● **WRITTEN INSTRUCTION 1**
The program description on the 1991 Mt. Pleasant disturbances says the public conversation revisited Washington in 1991. In one to three sentences, explain what that revisiting was meant to accomplish.
● **WRITTEN INSTRUCTION 2**
According to the program description on the 1991 Mt. Pleasant disturbances, how many nights of rioting engulfed the area?
● **WRITTEN INSTRUCTION 3**
Translate this sentence from the program description on the 1991 Mt. Pleasant disturbances into Spanish: "Three nights of rioting engulfed the area, and four days of curfew ensued."

On May 5, 1991, Washington, D.C.'s historic Mt. Pleasant and Adams Morgan neighborhoods erupted in violence after a confrontation between local police and Latino residents. Three nights of rioting engulfed the area, and four days of curfew ensued. These disturbances mark a controversial and unforgettable chapter in local history. This public conversation revisited Washington in 1991 to describe and understand these events. The panelists and audience reflected on how this episode affected Mt. Pleasant and surrounding neighborhoods and the organization of the local Latino community. Sharon Pratt, mayor of Washington from 1991 to 1995; former chief of police Isaac Fulwood; Smithsonian curator and Mt. Pleasant resident Olivia Cadaval; former head of the Latino Civil Rights Task Force and local resident Pedro Avilés; local poet, activist and Mt. Pleasant resident Marcos Del Fuego; former publisher of La Nación newspaper José Sueiro; and the audience will share their memories and analyses of the disturbances. This program presented in May 2011 was organized by the Smithsonian Latino Center as part of its Latino DC History Project, an initiative to research and exhibit the history of Latinos in Washington and its suburbs. Image courtesy of Rick Reinhard.

● **GIVEN RECORDS**
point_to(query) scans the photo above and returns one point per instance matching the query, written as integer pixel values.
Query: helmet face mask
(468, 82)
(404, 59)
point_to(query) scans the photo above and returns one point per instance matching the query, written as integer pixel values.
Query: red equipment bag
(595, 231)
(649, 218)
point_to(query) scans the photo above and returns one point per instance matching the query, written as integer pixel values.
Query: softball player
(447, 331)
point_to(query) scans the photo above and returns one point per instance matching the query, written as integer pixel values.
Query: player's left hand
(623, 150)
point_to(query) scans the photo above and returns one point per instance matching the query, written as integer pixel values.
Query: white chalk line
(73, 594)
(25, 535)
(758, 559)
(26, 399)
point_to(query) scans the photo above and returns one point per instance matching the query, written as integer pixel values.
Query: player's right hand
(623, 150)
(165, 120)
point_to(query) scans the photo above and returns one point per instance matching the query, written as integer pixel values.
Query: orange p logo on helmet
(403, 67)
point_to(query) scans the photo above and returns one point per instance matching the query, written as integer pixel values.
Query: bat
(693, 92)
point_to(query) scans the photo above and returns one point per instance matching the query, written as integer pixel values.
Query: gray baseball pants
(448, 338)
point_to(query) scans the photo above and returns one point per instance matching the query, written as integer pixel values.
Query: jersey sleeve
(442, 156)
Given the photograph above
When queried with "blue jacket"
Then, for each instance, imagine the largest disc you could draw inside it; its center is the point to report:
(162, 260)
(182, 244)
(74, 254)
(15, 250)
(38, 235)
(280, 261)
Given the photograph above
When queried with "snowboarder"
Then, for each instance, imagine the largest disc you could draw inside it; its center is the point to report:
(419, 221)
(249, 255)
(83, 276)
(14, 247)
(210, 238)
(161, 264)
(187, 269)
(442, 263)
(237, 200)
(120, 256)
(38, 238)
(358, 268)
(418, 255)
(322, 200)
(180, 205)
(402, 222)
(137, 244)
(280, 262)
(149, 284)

● **WORKED SOLUTION 1**
The public conversation revisited Washington in 1991 to describe and understand the events of May 1991, when violence broke out in the Mt. Pleasant and Adams Morgan neighborhoods after a confrontation between local police and Latino residents.

● **WORKED SOLUTION 2**
Three nights.

● **WORKED SOLUTION 3**
Tres noches de disturbios envolvieron la zona, y a continuación siguieron cuatro días de toque de queda.